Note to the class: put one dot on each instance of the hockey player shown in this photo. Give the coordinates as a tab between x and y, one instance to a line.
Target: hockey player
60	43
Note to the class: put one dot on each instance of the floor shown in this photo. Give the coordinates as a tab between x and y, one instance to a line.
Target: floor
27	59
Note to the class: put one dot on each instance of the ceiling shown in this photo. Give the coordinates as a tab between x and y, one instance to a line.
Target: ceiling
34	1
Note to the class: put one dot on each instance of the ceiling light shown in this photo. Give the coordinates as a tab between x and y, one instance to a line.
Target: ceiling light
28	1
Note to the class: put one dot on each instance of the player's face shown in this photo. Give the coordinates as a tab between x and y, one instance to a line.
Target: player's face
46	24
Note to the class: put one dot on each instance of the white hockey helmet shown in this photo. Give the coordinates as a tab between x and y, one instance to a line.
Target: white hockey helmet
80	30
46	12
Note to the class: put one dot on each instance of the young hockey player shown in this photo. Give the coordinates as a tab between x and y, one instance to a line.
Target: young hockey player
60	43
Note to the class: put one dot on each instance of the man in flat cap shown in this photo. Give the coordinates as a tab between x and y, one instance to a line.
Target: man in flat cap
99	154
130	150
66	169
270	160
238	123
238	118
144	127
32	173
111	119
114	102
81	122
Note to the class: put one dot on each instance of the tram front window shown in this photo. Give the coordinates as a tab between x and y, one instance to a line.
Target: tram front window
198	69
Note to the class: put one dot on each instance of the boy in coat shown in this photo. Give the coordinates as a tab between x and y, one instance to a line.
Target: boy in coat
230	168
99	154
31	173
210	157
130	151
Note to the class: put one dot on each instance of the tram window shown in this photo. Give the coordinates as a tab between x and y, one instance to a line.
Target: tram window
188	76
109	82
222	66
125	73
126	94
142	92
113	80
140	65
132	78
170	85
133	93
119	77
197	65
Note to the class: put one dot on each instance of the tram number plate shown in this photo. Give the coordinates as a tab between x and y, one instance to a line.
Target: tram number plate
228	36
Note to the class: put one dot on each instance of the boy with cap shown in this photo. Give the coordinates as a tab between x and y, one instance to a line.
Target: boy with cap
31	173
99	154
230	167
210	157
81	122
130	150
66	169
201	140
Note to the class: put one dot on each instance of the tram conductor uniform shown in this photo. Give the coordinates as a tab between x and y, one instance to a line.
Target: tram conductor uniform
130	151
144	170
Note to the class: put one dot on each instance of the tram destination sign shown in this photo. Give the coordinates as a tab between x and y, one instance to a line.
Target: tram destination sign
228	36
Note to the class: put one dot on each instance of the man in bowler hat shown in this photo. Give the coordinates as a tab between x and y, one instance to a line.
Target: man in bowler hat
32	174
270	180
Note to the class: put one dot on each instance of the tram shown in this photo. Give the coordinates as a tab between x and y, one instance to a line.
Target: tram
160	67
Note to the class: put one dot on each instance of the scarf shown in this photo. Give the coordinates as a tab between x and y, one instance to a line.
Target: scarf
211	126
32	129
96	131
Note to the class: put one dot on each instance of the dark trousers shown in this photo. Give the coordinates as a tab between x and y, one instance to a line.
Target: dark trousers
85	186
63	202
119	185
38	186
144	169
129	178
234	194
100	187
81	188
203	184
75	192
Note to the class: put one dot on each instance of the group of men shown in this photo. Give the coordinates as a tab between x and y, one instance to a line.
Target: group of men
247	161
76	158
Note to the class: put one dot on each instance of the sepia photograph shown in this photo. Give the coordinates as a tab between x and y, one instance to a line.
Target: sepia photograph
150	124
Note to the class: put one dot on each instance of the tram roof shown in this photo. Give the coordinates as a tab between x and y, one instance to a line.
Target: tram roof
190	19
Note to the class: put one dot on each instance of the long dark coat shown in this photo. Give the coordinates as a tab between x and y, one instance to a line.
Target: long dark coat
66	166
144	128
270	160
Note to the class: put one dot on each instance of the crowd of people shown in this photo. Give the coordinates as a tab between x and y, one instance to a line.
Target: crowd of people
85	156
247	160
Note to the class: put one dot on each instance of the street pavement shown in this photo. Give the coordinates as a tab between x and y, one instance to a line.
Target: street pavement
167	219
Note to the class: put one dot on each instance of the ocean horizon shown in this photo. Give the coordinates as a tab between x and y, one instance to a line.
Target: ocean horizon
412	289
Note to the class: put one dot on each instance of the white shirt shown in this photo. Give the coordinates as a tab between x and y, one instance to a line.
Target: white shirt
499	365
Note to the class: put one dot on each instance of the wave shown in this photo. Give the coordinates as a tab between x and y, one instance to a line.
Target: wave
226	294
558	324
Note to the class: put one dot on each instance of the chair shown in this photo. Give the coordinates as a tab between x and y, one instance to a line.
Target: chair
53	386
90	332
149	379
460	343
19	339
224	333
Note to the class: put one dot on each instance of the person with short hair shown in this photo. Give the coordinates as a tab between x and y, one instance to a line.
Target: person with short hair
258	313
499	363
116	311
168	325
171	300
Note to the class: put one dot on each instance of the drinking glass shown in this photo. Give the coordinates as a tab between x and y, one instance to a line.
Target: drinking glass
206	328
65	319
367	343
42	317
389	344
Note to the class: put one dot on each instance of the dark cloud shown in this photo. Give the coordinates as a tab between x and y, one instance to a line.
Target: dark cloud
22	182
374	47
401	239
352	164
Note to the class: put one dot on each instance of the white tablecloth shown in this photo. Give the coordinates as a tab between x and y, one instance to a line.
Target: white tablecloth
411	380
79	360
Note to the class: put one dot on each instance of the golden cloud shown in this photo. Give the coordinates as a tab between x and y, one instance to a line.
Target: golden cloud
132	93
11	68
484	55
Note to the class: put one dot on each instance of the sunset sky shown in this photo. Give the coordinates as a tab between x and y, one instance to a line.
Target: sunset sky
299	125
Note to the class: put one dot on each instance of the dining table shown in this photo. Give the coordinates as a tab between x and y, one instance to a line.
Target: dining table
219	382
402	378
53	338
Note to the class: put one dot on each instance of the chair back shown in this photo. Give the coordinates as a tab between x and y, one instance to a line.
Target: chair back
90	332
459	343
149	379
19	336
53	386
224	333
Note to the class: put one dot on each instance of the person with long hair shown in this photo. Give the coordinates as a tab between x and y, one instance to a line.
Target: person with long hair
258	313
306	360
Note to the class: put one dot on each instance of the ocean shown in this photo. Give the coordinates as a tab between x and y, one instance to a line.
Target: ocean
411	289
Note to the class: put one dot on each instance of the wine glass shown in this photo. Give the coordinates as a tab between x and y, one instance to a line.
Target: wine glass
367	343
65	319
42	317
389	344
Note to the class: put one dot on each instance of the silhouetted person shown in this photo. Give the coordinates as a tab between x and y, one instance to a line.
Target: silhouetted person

+++++

• **WHAT THE EXERCISE ASKS**: Would you please filter the lines above and copy every one that includes "silhouetted"?

• **FINAL ANSWER**:
Note to the class: put one dot on each instance of the silhouetted person shown in this photo. Give the coordinates as a tab between x and y, one instance to a line.
Target: silhouetted person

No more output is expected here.